**Source passage:**
##########

Plot Outline:

Jebel Rum is a thin, scrawny boy. His father is the famed executioner in the city where they live. When Jebel is humiliated in public, he sets off on a quest to gain great strength and invincibility. If successful, he will be able to compete in a gruelling contest to prove himself and replace his father as the wielder of the axe. Failure, on the other hands, means certain death.

To win the favour of a fire god, Jebel must make a human sacrifice. He finds a slave who is willing to pay this grisly price, and the pair set off on a trek through lands deadly and unwelcoming. In the course of their travels they will encounter hatred, bigotry, slavery, death and a whole lot more. It is the nightmarish adventure of a lifetime…

Author Notes:

The Thin Executioner went on sale on April 29th 2010, but it started life in February 2002. I often get asked where I get my ideas from. Usually I can’t answer that directly, as a book can have many sources. But in this case I can. It owes its existence to a short book by Philip Pullman, called The Firework-Maker’s Daughter.

The Pullman book is fun, but it wasn’t actually the story which inspired me. Since it was a short novel, for younger readers, it was heavily illustrated. One small picture was of an executioner. It was, if I remember correctly, the typical cartoon rendition of an executioner — a burly, bare-chested man, with a large axe and a hood over his face. I chuckled at the drawing and turned the page… Then I paused and turned back.

I’d just had an idea. In every drawing I’d ever seen, executioners were large, muscular men. It made sense — you need to be big to swing a heavy axe and chop off a person’s head. But what if there was a young, skinny, weak boy whose dream was to become an executioner when he grew up? And what if he set off on a quest to gain magical powers which would give him the strength to cut off heads?

I smirked wickedly. I thought it was a good idea for a short, humorous, illustrated children’s book, a bit like the Pullman novel that I was reading. It would be a subversive twist on those encouraging books where an unlikely child becomes a hero by being true and brave. A novel whose message was that you could achieve anything in life if you set your mind to it and worked hard… but in this case the hero’s goal was to be become a trained killer!

As I played around with the notion, I started to have more ideas, and it quickly became apparent that if I was to go ahead with this, I’d have to abandon my initial concept. The story was much bigger than I had first imagined. It wouldn’t fit in a short, illustrated book. And it would need to be written for my regular audience, not for younger kids.

##########

**Challenge:** According to the passage about The Thin Executioner, on what date did the book go on sale? The lines after the passage are not needed.

**Records shown:**
##########

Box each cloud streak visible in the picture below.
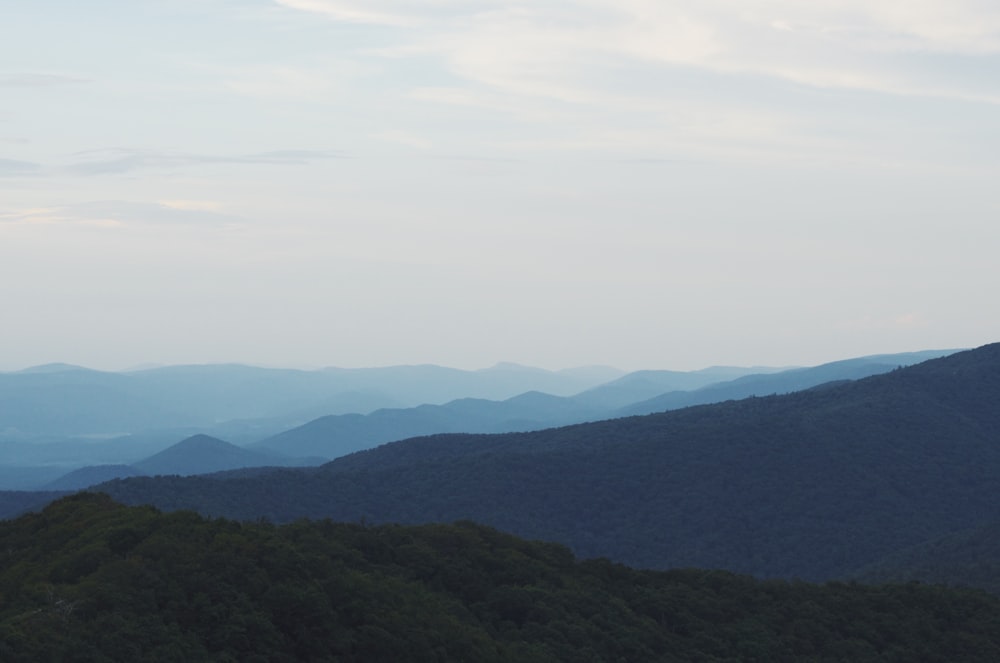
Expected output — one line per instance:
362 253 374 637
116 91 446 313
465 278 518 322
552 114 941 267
0 73 91 87
0 200 244 228
275 0 1000 103
58 148 344 175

##########

**Solution to this exercise:** April 29th 2010